Article:
(begin)
Android : Simple and fast image processing with RenderScript

Want to make image editing fast with a few lines of code? Want to use the computing power of your phone’s GPU without the complexity of OpenCL? Well, renderscript is meant for you.

Example of blur on the right of the Image

Still not convinced of the utility of this powerful tool? Let’s speak numbers:

I compared the renderscript blur to the java based fastblur that you can find here. The image of the moutain has a resolution of 4806x3604 pixels. When processing blur on it on my Nexus 6P, it took 738ms for the renderscript. The fastblur didn’t even work (out of memory)! So I tried on a smaller image (1944x1944), and the fastblur worked in 1,354ms, so I tried again with renderscript and it took 160ms, it’s more than 8 times faster.

You can find below a comparison of the java’s an renderscript’s performances on the Gaussian Blur:

Blur performances (taken from Jonathan’s article on degree53)

I won’t talk here about NDK as I don’t have enough knowledge, but you can find a renderscript vs NDK comparison here. I didn’t go further in this direction as it was hard to set up and would not work for every phone unlike renderscript.

Renderscript is based on C99 (Ed. C language), so you need to be familiar with that language. It shouldn’t be hard to know the basics if you already know java.

First of all, you need to add those two bold lines in your build.gradle file :

android {
    compileSdkVersion 23
    buildToolsVersion "23.0.3"

    defaultConfig {
        minSdkVersion 8
        targetSdkVersion 19

        renderscriptTargetApi 18
        renderscriptSupportModeEnabled true

    }
}

If your app is minSDK 16 and lower, you should use support mode as a lot of methods were added since API 17.
(end)
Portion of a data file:
(begin)
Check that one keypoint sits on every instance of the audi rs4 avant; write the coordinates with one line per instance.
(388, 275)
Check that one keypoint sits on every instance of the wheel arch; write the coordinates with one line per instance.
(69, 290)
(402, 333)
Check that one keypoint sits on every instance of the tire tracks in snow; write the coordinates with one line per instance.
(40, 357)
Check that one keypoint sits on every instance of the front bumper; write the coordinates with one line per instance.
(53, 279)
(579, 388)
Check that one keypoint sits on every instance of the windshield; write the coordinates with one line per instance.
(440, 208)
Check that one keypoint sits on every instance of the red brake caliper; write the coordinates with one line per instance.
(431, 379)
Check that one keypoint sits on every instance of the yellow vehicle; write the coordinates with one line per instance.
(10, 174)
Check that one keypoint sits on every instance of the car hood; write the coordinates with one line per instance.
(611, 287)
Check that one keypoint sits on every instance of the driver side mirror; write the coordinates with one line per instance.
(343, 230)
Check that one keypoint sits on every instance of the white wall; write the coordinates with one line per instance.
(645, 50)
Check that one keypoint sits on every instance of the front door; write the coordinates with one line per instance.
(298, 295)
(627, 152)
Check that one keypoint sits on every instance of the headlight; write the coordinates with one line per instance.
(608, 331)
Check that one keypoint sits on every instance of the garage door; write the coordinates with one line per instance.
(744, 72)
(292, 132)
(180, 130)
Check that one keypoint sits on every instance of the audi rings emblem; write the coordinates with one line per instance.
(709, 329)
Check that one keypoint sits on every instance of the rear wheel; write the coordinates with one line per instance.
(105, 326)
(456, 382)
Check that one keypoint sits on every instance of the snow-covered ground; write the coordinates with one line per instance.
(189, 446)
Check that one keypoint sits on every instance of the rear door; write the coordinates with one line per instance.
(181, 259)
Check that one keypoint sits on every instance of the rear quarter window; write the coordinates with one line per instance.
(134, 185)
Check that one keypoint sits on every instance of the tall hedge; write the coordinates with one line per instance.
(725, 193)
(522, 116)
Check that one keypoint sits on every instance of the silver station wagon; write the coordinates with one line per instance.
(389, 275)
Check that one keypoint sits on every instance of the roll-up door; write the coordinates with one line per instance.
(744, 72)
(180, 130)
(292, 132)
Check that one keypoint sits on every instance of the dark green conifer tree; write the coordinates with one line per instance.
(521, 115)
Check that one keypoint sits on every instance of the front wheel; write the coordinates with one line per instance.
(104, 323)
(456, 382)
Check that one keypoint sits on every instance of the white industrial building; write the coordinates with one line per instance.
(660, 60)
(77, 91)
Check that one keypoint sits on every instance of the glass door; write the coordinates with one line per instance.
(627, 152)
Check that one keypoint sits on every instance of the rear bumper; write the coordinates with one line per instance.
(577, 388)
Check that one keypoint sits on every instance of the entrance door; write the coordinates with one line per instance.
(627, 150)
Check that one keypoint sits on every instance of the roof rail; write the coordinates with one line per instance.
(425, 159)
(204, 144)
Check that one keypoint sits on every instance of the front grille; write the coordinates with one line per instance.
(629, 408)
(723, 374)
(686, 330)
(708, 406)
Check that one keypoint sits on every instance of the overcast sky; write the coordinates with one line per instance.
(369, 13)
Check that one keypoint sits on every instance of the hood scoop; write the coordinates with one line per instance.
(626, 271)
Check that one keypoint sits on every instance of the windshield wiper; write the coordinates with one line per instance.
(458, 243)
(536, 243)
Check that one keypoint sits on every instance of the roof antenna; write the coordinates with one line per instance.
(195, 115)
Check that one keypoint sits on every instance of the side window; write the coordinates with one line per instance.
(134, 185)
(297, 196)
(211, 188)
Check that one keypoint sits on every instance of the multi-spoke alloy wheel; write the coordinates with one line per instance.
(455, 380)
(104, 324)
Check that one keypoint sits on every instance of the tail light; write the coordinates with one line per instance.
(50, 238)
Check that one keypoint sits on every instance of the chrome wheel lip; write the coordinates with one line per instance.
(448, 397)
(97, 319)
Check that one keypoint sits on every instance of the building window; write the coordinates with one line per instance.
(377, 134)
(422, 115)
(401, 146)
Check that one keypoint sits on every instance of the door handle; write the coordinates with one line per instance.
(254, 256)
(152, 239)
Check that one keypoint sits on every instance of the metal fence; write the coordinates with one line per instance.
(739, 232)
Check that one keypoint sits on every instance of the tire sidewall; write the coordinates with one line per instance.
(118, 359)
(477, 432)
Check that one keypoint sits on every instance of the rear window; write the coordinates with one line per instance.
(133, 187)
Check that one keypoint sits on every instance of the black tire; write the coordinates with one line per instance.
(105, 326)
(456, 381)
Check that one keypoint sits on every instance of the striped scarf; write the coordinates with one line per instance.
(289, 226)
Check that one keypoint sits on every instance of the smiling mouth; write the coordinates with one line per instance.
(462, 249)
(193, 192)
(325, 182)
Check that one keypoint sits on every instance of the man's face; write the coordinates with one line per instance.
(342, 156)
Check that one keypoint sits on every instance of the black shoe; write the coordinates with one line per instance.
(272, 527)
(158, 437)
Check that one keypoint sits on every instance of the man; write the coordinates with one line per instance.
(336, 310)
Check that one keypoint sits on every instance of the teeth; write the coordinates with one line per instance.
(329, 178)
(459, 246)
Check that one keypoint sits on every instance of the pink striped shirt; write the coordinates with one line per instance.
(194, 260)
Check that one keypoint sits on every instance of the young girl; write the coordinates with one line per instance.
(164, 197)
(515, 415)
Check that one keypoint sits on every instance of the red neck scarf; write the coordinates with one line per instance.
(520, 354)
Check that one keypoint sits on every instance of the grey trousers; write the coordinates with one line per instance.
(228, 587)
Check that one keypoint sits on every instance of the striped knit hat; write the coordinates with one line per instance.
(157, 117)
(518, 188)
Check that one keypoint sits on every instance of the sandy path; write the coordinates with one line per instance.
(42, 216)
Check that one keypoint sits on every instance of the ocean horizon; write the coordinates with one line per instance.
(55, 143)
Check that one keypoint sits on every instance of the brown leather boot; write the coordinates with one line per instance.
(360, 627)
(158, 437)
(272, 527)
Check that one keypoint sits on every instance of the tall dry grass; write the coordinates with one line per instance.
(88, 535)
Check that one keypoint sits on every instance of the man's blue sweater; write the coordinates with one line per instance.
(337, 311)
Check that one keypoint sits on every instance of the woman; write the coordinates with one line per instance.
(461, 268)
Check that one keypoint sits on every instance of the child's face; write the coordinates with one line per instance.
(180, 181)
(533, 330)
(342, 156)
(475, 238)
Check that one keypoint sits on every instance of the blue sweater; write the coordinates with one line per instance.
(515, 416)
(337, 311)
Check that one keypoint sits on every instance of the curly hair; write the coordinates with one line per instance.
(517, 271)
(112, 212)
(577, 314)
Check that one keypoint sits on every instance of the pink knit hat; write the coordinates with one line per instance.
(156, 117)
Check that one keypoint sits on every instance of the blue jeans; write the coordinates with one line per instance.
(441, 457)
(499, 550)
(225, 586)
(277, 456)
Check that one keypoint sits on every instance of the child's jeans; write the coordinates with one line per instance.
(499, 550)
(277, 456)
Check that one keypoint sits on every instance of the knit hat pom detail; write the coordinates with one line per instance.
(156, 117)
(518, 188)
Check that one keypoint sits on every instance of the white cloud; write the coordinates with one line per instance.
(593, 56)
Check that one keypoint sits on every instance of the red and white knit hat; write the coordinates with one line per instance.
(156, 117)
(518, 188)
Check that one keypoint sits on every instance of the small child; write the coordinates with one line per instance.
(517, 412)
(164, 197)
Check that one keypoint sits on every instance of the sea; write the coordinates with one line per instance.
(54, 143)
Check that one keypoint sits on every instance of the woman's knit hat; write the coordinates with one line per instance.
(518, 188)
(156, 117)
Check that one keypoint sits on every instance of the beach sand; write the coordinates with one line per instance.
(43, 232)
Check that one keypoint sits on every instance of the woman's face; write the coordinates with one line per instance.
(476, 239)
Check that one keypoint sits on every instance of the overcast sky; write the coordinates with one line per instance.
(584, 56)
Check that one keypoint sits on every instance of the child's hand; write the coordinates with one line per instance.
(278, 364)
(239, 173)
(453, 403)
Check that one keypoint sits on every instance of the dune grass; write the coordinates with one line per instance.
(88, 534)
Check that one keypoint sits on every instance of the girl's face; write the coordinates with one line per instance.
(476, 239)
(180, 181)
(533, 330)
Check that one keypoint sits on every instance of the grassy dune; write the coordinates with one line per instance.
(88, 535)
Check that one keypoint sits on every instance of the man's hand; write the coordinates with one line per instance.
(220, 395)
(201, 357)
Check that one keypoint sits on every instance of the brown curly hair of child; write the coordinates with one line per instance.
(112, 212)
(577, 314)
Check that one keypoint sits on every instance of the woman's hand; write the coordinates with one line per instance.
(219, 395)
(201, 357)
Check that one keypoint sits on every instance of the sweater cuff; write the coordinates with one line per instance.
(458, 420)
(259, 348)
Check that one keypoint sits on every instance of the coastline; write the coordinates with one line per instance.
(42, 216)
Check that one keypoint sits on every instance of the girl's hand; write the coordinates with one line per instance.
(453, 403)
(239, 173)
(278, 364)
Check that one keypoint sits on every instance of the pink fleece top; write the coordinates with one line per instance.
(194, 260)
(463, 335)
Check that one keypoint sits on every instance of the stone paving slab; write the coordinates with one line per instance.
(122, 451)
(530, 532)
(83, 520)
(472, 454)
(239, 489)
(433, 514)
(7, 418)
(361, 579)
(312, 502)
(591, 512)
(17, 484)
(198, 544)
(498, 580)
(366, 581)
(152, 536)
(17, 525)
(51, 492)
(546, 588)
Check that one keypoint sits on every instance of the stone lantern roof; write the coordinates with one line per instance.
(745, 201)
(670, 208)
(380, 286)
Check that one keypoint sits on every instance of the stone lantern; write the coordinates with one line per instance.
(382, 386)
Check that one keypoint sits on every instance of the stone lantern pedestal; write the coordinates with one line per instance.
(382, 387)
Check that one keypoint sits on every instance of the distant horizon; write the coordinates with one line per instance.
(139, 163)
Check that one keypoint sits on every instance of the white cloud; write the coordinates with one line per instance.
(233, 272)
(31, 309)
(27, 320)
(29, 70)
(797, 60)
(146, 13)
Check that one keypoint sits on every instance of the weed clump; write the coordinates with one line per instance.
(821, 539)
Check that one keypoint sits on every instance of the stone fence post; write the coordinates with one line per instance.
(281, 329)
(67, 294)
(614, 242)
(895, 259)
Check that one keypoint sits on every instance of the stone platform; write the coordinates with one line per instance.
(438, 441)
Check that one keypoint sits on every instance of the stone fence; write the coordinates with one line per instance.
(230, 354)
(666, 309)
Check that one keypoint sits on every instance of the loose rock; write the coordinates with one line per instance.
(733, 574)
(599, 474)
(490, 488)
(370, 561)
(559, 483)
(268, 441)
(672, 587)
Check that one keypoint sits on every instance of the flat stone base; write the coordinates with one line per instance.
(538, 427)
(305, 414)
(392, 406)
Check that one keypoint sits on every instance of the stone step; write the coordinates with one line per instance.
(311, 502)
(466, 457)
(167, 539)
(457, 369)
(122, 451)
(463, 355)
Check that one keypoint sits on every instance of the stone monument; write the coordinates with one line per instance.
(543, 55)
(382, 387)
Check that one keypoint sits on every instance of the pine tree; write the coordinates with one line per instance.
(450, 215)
(end)
Pull out the stretch of the RenderScript article from "Example of blur" through "8 times faster.", copying it word for word.

Task result:
Example of blur on the right of the Image

Still not convinced of the utility of this powerful tool? Let’s speak numbers:

I compared the renderscript blur to the java based fastblur that you can find here. The image of the moutain has a resolution of 4806x3604 pixels. When processing blur on it on my Nexus 6P, it took 738ms for the renderscript. The fastblur didn’t even work (out of memory)! So I tried on a smaller image (1944x1944), and the fastblur worked in 1,354ms, so I tried again with renderscript and it took 160ms, it’s more than 8 times faster.